**EXERCICE À TRAITER**
D'après le texte sur la dépendance de l'Europe aux métaux, qui préconise de promouvoir davantage la « sobriété métaux » ?
----- TEXTE FOURNI -----
La domination de la Chine dans ce secteur, qui s’est établie grâce à la richesse de son sous-sol, son activité de raffinage et sa stratégie internationale, qui a consisté à investir massivement dans plusieurs pays pour sécuriser ses approvisionnements et accroître la dépendance des autres à son égard, met en effet l’Europe au défi. Pour s’extraire de cette dépendance, plusieurs pistes sont envisagées : de la réouverture des mines au recyclage en passant par la diversification des sources d’approvisionnement. Mais toutes n’ont pas la même chance d’aboutir. L’Europe devra, par exemple, se saisir du concept de « mine responsable » – ce label international défini par des industriels et des organisations non gouvernementales – et lui donner corps si elle compte réduire sa dépendance en exploitant son sous-sol. Dans ce contexte, la « sobriété métaux » pourrait bien être une pièce du puzzle à davantage promouvoir. C’est en tout cas ce que préconisent Romain Capliez, Carl Grekou, Emmanuel Hache et Valérie Mignon. Cette sobriété pourrait consister à proposer des véhicules électriques plus légers, à légiférer sur le délit d’obsolescence programmée ou à réduire fortement l’usage du jetable.
----- DONNÉES DISPONIBLES -----
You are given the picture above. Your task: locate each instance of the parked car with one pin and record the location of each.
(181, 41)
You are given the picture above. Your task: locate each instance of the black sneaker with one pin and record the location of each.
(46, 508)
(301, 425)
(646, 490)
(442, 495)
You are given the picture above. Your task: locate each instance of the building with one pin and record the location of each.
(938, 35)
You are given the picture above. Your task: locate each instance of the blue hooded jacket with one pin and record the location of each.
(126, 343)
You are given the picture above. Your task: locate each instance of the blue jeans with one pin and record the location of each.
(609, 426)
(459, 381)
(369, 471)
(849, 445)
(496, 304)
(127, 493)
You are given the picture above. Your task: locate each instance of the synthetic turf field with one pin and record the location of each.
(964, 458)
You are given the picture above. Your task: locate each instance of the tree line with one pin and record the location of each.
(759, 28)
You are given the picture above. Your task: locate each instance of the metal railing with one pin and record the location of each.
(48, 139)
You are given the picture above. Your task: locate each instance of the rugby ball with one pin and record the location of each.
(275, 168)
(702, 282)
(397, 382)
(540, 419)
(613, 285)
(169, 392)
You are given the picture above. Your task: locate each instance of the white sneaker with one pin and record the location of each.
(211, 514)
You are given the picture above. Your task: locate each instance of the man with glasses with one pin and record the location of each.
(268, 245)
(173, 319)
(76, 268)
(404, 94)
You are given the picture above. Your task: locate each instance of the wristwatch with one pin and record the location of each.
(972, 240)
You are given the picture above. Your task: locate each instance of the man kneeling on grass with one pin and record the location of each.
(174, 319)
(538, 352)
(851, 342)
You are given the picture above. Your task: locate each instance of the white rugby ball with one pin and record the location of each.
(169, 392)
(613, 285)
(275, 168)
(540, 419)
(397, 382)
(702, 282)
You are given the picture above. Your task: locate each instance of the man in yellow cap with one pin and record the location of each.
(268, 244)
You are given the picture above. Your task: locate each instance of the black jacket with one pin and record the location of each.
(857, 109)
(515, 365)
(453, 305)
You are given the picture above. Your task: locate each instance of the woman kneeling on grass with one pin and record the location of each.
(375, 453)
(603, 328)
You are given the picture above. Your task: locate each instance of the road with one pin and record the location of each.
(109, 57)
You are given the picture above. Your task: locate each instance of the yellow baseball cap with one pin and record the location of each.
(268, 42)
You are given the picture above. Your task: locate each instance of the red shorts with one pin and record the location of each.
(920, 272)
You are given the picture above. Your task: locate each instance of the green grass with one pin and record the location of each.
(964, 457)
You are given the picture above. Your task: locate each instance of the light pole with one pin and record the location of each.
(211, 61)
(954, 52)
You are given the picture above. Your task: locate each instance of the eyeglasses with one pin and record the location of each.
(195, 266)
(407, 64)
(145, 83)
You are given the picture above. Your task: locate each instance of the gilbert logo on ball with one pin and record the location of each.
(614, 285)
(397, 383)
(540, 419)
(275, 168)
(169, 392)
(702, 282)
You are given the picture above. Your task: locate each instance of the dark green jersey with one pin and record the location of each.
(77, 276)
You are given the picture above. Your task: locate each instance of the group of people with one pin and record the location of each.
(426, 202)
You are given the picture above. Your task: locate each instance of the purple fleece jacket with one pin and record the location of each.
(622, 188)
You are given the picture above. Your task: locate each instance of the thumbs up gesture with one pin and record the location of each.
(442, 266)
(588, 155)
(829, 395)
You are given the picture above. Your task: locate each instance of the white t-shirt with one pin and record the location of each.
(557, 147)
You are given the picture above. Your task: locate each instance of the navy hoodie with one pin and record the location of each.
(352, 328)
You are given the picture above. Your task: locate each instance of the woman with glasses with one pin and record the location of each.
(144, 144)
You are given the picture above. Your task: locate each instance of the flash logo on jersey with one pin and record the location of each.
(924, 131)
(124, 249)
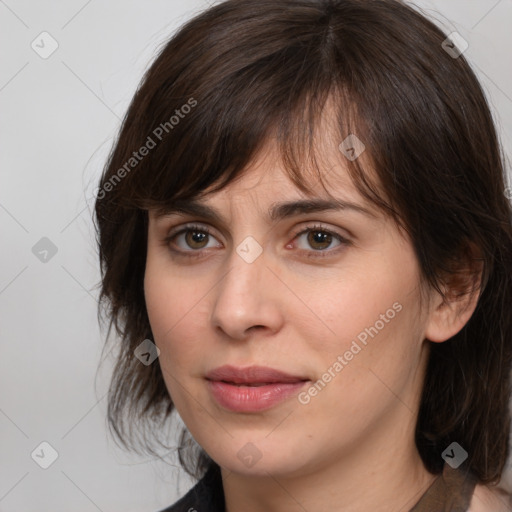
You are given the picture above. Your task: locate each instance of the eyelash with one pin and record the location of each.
(205, 230)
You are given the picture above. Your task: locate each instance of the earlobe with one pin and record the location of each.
(449, 314)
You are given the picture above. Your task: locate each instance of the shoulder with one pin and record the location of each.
(490, 499)
(206, 496)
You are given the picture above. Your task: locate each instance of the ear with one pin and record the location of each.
(461, 289)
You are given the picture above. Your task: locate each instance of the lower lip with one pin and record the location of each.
(252, 398)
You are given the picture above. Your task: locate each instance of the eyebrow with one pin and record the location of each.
(277, 211)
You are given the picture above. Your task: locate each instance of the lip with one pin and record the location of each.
(252, 389)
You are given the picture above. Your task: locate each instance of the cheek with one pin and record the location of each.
(177, 313)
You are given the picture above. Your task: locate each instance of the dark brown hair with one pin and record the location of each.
(245, 72)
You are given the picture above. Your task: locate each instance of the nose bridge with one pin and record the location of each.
(244, 299)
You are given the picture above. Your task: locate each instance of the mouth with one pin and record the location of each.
(252, 376)
(252, 389)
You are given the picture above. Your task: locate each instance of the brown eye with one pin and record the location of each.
(319, 240)
(196, 239)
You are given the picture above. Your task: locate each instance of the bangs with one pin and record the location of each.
(286, 97)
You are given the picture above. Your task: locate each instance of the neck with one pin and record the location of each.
(357, 483)
(383, 471)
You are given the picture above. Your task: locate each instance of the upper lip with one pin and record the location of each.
(251, 374)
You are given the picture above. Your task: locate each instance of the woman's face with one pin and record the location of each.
(328, 296)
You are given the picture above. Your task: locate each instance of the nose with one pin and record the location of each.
(247, 299)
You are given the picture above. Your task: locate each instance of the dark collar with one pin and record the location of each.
(451, 492)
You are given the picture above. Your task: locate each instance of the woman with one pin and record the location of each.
(306, 250)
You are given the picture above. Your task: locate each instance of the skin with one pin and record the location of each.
(298, 314)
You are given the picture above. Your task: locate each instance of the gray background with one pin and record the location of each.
(59, 117)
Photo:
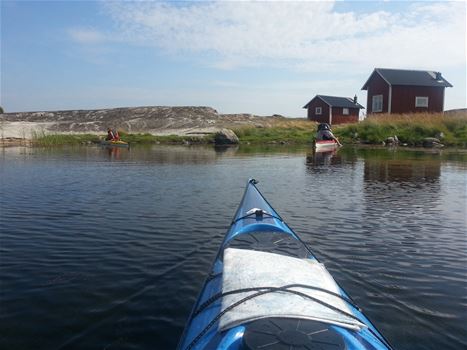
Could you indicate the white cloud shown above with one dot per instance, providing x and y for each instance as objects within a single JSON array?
[
  {"x": 87, "y": 35},
  {"x": 308, "y": 36}
]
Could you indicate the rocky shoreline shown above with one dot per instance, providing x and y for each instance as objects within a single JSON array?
[{"x": 154, "y": 120}]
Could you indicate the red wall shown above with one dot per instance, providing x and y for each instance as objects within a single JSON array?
[
  {"x": 321, "y": 118},
  {"x": 377, "y": 86},
  {"x": 403, "y": 99}
]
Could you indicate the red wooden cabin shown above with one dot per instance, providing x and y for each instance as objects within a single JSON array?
[
  {"x": 333, "y": 109},
  {"x": 405, "y": 91}
]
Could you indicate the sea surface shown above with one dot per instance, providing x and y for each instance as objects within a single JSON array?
[{"x": 108, "y": 248}]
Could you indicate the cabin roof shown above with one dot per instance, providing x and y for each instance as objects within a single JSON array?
[
  {"x": 409, "y": 77},
  {"x": 336, "y": 101}
]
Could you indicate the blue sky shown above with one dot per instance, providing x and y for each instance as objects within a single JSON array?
[{"x": 237, "y": 57}]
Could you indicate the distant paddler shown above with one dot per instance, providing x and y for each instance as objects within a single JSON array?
[
  {"x": 112, "y": 135},
  {"x": 324, "y": 133}
]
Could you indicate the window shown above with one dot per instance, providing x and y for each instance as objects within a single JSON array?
[
  {"x": 421, "y": 101},
  {"x": 377, "y": 103}
]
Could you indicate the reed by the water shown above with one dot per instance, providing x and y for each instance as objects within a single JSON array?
[{"x": 412, "y": 129}]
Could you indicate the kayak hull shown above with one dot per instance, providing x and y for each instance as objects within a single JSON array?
[
  {"x": 258, "y": 229},
  {"x": 122, "y": 144},
  {"x": 325, "y": 145}
]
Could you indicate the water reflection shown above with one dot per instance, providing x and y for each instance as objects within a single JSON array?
[
  {"x": 121, "y": 258},
  {"x": 322, "y": 158}
]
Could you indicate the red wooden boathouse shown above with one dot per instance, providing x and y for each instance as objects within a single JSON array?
[
  {"x": 333, "y": 109},
  {"x": 405, "y": 91}
]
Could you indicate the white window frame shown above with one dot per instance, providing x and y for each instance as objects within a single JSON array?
[
  {"x": 377, "y": 103},
  {"x": 421, "y": 101}
]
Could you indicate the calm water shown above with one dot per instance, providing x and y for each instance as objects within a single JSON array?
[{"x": 108, "y": 250}]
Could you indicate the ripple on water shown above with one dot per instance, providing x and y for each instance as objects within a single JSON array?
[{"x": 103, "y": 252}]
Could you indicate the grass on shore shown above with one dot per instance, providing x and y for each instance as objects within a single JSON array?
[
  {"x": 411, "y": 129},
  {"x": 48, "y": 140}
]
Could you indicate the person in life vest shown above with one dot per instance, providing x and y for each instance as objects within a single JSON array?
[
  {"x": 110, "y": 135},
  {"x": 324, "y": 133}
]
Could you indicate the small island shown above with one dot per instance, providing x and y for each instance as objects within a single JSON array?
[{"x": 204, "y": 125}]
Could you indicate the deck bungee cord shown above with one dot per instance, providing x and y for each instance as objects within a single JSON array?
[{"x": 264, "y": 275}]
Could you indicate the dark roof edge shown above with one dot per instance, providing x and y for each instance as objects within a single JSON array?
[
  {"x": 317, "y": 96},
  {"x": 376, "y": 70}
]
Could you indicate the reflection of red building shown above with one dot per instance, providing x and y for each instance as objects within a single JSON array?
[
  {"x": 333, "y": 109},
  {"x": 405, "y": 91},
  {"x": 401, "y": 170}
]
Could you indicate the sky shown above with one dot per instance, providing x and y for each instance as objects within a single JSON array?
[{"x": 264, "y": 58}]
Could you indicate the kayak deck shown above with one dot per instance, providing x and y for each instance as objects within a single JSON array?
[
  {"x": 118, "y": 143},
  {"x": 258, "y": 233},
  {"x": 325, "y": 145}
]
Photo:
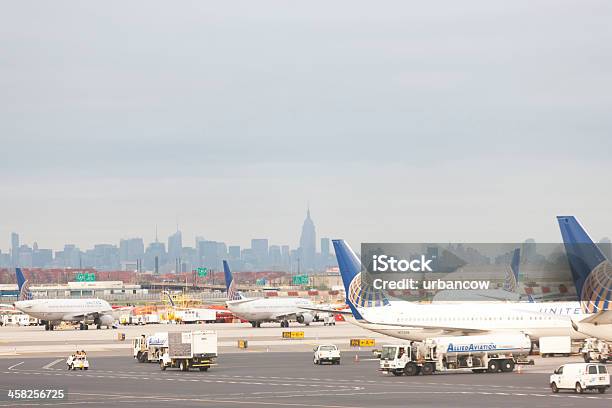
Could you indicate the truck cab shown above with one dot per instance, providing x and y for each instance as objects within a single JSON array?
[
  {"x": 580, "y": 377},
  {"x": 326, "y": 352},
  {"x": 399, "y": 359}
]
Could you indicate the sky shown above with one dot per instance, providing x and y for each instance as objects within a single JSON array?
[{"x": 403, "y": 121}]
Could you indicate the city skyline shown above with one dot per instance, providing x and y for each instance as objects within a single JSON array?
[{"x": 135, "y": 254}]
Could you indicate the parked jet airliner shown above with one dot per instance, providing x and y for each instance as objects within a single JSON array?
[
  {"x": 258, "y": 310},
  {"x": 412, "y": 321},
  {"x": 54, "y": 311}
]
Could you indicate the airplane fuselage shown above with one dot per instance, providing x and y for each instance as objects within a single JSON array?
[
  {"x": 268, "y": 309},
  {"x": 63, "y": 309}
]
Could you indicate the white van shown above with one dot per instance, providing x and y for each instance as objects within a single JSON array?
[{"x": 580, "y": 377}]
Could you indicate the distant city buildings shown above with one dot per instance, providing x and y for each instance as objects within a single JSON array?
[{"x": 131, "y": 254}]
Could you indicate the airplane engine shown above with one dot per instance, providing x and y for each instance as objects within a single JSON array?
[
  {"x": 305, "y": 318},
  {"x": 107, "y": 320}
]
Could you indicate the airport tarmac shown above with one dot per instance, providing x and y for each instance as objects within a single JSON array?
[
  {"x": 34, "y": 340},
  {"x": 271, "y": 372},
  {"x": 281, "y": 379}
]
-----
**CORRIGÉ**
Romain Capliez, Carl Grekou, Emmanuel Hache et Valérie Mignon.